> _TO BE DONE_: Could you output each line of the data that follows exactly?

━━ INFORMATION GIVEN ━━

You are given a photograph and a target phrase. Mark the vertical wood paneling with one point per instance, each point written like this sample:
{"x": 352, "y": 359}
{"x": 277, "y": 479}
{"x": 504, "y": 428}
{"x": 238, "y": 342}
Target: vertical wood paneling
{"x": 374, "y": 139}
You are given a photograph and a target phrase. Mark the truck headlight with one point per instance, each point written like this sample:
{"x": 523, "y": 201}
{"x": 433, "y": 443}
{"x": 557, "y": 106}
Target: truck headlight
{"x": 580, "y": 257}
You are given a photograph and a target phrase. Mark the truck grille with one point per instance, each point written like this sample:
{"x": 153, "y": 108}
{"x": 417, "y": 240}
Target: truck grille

━━━

> _ANSWER FOR THE TASK_:
You are given a photograph and a target phrase. Mark the vertical wood paneling with one point per instance, each point written like this sample:
{"x": 352, "y": 359}
{"x": 277, "y": 479}
{"x": 504, "y": 428}
{"x": 238, "y": 342}
Target: vertical wood paneling
{"x": 374, "y": 139}
You are given a photograph and a target phrase. Mark the truck headlight with one point per instance, each point written like this sample:
{"x": 523, "y": 201}
{"x": 433, "y": 443}
{"x": 557, "y": 106}
Target: truck headlight
{"x": 580, "y": 257}
You are given a photograph and a target phrase. Mark the truck grille with one point per instance, each point written like this sample:
{"x": 153, "y": 108}
{"x": 417, "y": 240}
Target: truck grille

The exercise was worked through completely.